(Referring expression data)
________________________________________
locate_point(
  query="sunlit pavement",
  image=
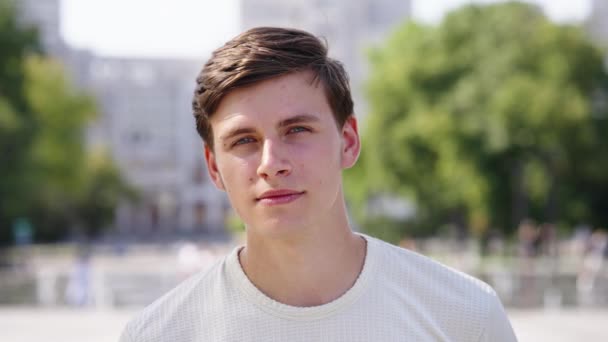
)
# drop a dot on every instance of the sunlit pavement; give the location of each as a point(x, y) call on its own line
point(64, 325)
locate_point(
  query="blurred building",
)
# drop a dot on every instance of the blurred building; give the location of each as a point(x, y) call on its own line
point(146, 124)
point(350, 27)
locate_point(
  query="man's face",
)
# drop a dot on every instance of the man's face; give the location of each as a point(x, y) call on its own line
point(279, 155)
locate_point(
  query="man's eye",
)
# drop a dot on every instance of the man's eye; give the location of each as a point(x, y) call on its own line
point(298, 129)
point(243, 141)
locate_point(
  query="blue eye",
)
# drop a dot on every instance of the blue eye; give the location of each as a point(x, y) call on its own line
point(298, 129)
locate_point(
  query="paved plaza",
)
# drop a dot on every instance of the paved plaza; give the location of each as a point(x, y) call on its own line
point(64, 325)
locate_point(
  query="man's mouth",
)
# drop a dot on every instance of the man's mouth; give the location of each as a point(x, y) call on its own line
point(280, 196)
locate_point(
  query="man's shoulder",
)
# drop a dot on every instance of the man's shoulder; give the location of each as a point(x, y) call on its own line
point(425, 271)
point(181, 305)
point(450, 299)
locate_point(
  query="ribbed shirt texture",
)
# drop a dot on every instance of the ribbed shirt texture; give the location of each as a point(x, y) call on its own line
point(398, 296)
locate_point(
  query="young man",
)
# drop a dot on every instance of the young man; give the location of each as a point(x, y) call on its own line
point(276, 117)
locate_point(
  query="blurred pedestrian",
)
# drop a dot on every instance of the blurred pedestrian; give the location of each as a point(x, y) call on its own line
point(276, 115)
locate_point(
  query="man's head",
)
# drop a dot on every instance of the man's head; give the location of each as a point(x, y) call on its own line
point(261, 54)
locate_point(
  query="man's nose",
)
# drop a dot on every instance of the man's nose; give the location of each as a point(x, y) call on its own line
point(274, 160)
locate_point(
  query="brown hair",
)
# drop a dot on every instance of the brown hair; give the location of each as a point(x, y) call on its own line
point(262, 53)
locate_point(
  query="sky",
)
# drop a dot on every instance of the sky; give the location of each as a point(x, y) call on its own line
point(193, 28)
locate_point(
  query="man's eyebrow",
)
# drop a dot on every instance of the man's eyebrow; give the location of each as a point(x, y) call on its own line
point(301, 118)
point(237, 131)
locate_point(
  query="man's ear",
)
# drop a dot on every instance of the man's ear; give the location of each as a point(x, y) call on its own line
point(351, 144)
point(212, 168)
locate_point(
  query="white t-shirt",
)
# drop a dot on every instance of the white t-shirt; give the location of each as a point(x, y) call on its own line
point(399, 296)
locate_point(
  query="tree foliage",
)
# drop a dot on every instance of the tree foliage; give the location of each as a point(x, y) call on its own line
point(47, 175)
point(493, 116)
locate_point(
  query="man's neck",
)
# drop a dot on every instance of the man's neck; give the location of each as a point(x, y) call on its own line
point(314, 270)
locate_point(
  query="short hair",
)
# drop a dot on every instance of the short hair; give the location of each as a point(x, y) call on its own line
point(263, 53)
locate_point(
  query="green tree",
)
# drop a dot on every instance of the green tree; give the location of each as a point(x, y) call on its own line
point(493, 116)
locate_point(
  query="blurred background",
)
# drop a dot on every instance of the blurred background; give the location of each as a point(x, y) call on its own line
point(485, 146)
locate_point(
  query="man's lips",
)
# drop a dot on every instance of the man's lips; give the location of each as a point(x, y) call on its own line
point(280, 196)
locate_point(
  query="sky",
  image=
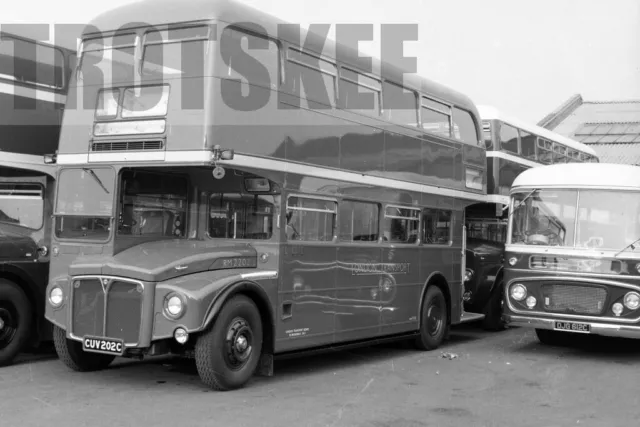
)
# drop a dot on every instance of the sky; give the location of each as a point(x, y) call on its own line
point(522, 57)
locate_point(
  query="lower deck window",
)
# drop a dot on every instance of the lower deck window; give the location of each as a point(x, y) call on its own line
point(241, 216)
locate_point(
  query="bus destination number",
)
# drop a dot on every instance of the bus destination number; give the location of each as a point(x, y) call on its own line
point(239, 262)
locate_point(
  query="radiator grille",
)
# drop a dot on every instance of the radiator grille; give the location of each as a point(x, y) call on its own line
point(113, 310)
point(126, 145)
point(574, 299)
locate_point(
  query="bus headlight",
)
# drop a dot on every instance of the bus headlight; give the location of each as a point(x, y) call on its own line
point(174, 306)
point(468, 274)
point(518, 292)
point(56, 296)
point(632, 300)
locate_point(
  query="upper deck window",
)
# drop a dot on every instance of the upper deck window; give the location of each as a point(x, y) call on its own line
point(175, 53)
point(109, 60)
point(236, 44)
point(22, 204)
point(399, 104)
point(436, 117)
point(241, 216)
point(311, 77)
point(464, 127)
point(359, 93)
point(31, 63)
point(508, 138)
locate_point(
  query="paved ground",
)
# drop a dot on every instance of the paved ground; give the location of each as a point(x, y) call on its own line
point(501, 379)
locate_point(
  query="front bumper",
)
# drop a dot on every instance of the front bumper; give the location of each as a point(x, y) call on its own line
point(604, 329)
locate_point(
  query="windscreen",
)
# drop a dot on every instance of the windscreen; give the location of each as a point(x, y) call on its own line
point(596, 219)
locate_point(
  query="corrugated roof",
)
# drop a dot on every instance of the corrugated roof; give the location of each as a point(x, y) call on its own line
point(628, 154)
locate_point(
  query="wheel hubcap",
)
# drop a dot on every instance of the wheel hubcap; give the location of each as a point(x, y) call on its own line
point(8, 324)
point(434, 318)
point(238, 343)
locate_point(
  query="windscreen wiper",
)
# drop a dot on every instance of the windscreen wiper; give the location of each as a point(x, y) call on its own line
point(520, 203)
point(93, 174)
point(630, 245)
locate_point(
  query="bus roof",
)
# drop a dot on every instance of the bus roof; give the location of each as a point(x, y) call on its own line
point(491, 113)
point(576, 175)
point(161, 12)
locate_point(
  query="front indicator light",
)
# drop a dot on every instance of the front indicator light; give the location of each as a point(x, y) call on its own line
point(56, 296)
point(174, 306)
point(617, 309)
point(132, 127)
point(632, 300)
point(181, 335)
point(518, 292)
point(531, 301)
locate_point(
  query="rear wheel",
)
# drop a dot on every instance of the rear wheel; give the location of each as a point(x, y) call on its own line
point(434, 320)
point(493, 310)
point(227, 354)
point(16, 321)
point(548, 337)
point(71, 354)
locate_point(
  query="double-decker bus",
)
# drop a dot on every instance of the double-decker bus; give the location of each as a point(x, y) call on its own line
point(573, 252)
point(513, 146)
point(33, 82)
point(236, 232)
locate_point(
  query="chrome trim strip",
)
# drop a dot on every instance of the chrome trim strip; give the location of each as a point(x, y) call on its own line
point(570, 252)
point(104, 323)
point(606, 329)
point(585, 274)
point(578, 317)
point(260, 275)
point(242, 160)
point(32, 92)
point(513, 158)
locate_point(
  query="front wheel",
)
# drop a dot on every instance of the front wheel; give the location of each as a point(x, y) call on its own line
________________________________________
**Brief:**
Would you write out each entry word for word and omit the images?

**Your solution:**
locate_point(
  query="sunlit pavement",
  image=
)
# drop a dot on every instance of the sunlit pavement; give the location of each as a point(x, y) call on its own line
point(64, 325)
locate_point(
  query="blurred building",
)
# drop a dot on every instance of the blurred building; give the location of each as a point(x, y) call on its own line
point(146, 124)
point(350, 27)
locate_point(
  query="man's face",
)
# drop a dot on every instance of the man's face; give the location of each as a point(x, y) call on its own line
point(279, 155)
locate_point(
  query="man's eye",
)
# drop a dot on every instance of the man's eye; give the location of each as a point(x, y) call on its own line
point(298, 129)
point(243, 141)
locate_point(
  query="blue eye",
)
# drop a dot on every instance of the blue eye; give the location of each as a point(x, y) call on its own line
point(298, 129)
locate_point(
  query="paved plaza",
)
# drop a dot on every instance of the paved plaza; give the location of each as a point(x, y) call on its own line
point(64, 325)
locate_point(
  query="man's mouth",
)
# drop a dot on every instance of the man's mouth; give the location of each as a point(x, y) call on its own line
point(280, 196)
locate_point(
  query="man's shoulder",
)
# drop a dot on every instance of the man's shoulder; give the location of each as a point(x, y) call on its own line
point(425, 271)
point(181, 305)
point(450, 299)
locate_point(
  query="ribbed shirt texture",
)
# drop a dot on every instance of the ribbed shirt texture; give the location of each as a point(x, y) call on its own line
point(398, 296)
locate_point(
  query="young man",
)
# drop a dot on every instance of the young man; give the location of each as a point(x, y) call on its own line
point(276, 117)
locate_point(
  query="blurred pedestrian",
)
# drop a dot on every instance of the blurred pedestrian; give the location of each as a point(x, y) call on its own line
point(276, 115)
locate_point(
  query="man's head",
)
# drop a dot on every instance of the man's head; give the location of each as a point(x, y) call on its own line
point(261, 54)
locate_point(
  query="man's nose",
)
# drop a dot on every instance of the man's nose; give the location of each as a point(x, y) call on its own line
point(274, 160)
locate_point(
  query="brown hair",
)
# drop a dot on every instance of the brown hair; give the location of each as a point(x, y) call on its own line
point(262, 53)
locate_point(
  query="sky",
)
# drop a dot on every instance of the sky; give the location of each as a point(x, y) call on its own line
point(193, 28)
locate_point(
  query="man's eyebrow",
)
# drop a dot on every instance of the man's eyebrow; give the location of each as a point(x, y) call on its own line
point(301, 118)
point(237, 131)
locate_point(
  query="man's ear",
)
# drop a dot on every instance of the man's ear; give the location of each as a point(x, y) call on its own line
point(351, 144)
point(212, 168)
locate_point(
  query="white t-shirt",
)
# drop a dot on every instance of the white t-shirt; give the location of each as a point(x, y) call on its own line
point(399, 296)
locate_point(
  query="tree foliage",
)
# drop a dot on every instance of the tree foliage; give the location of each as a point(x, y) call on its own line
point(47, 175)
point(493, 116)
locate_point(
  query="man's neck",
)
# drop a dot on every instance of the man's neck; give the location of each as a point(x, y) call on its own line
point(314, 270)
locate_point(
  query="short hair",
)
# drop a dot on every instance of the short hair; give the location of each as a point(x, y) call on its own line
point(263, 53)
locate_point(
  query="green tree",
)
# drop a dot on every instance of the green tree; give the location of each as a point(x, y) call on its own line
point(493, 116)
locate_point(
  query="blurred background",
)
# drop a dot on every instance of the blurred background; give the location of each as a point(x, y) call on its own line
point(485, 146)
locate_point(
  query="man's lips",
)
# drop a dot on every instance of the man's lips; give the location of each as a point(x, y) call on its own line
point(280, 196)
locate_point(
  query="sky",
  image=
)
# drop a dot on every instance of the sky; give the location of each as a point(x, y) call on its own line
point(522, 57)
locate_point(
  query="lower deck window",
)
# drop a dot on every instance of the lower deck window; give the location of each as a point(x, y) call on its own line
point(241, 216)
locate_point(
  query="bus destination number",
)
# drop a dot on every instance of the bus destination number; give the location of each as a point(x, y) call on its own line
point(239, 262)
locate_point(
  query="radiator grille",
)
# drop a dot on every instance of the radiator grille; give the location of each as a point(x, y) call on its own line
point(113, 310)
point(126, 145)
point(574, 299)
locate_point(
  query="bus headlight",
)
# drop a dot on every instance of the bus headlight; give the location of each as a point(x, y) call on its own line
point(174, 306)
point(468, 274)
point(518, 292)
point(56, 296)
point(632, 300)
locate_point(
  query="upper deck window",
)
# drop a dot on every instance of the upper deck window; give the location of each as a point(x, y) call on its own line
point(175, 53)
point(109, 60)
point(236, 44)
point(22, 204)
point(399, 104)
point(436, 117)
point(241, 216)
point(311, 77)
point(464, 127)
point(359, 93)
point(31, 63)
point(508, 138)
locate_point(
  query="paved ground",
)
# drop a dot on every instance of the paved ground; give the location of each as a point(x, y) call on its own line
point(501, 379)
locate_point(
  query="front bumper",
)
# drop a dot on every instance of the front bumper; give the location of each as a point(x, y) call on its own line
point(604, 329)
locate_point(
  query="windscreen",
)
# drop a dot on every instance of the windscreen; give the location of each as a point(x, y) call on its own line
point(596, 219)
locate_point(
  query="corrugated roof",
)
# drop a dot on every instance of the corrugated roof; give the location of each as a point(x, y) call on its own line
point(628, 154)
locate_point(
  query="wheel hubcap",
)
# drop a dot on every instance of the wheel hubcap; give the location of each as a point(x, y) call on its own line
point(8, 324)
point(434, 318)
point(238, 343)
locate_point(
  query="windscreen wiper",
)
# drop a dot on every instance of the windscreen wiper; give the location of each as a point(x, y) call on its own line
point(520, 203)
point(93, 174)
point(630, 245)
locate_point(
  query="bus roof",
)
# drop a dot on every instance of the bus roof; give the location of each as a point(x, y) call on its own line
point(491, 113)
point(576, 175)
point(161, 12)
locate_point(
  query="front indicator light",
)
# drop a dot on every instance of the front indicator light; give the location of each as a point(x, y) call on its own line
point(56, 296)
point(174, 306)
point(617, 309)
point(132, 127)
point(632, 300)
point(181, 335)
point(518, 292)
point(531, 301)
locate_point(
  query="rear wheel",
)
# drop a dot on every instance of the rear wheel; give the location of each as a point(x, y) call on its own line
point(434, 320)
point(493, 310)
point(227, 354)
point(16, 321)
point(548, 337)
point(71, 354)
locate_point(
  query="double-decker bus",
)
# drop a dot on every instance of the double-decker bus; give the location of each as a point(x, y) call on its own line
point(573, 252)
point(513, 146)
point(33, 82)
point(236, 232)
locate_point(
  query="chrome trim strip",
)
# drop a dot on every instance of the chrome trim strip; give the location of each as a point(x, y) call on its own line
point(570, 252)
point(104, 323)
point(606, 329)
point(585, 274)
point(578, 317)
point(260, 275)
point(242, 160)
point(32, 92)
point(513, 158)
locate_point(
  query="front wheel",
)
# drop a dot on every instance of the front wheel; give the location of each as a point(x, y) call on its own line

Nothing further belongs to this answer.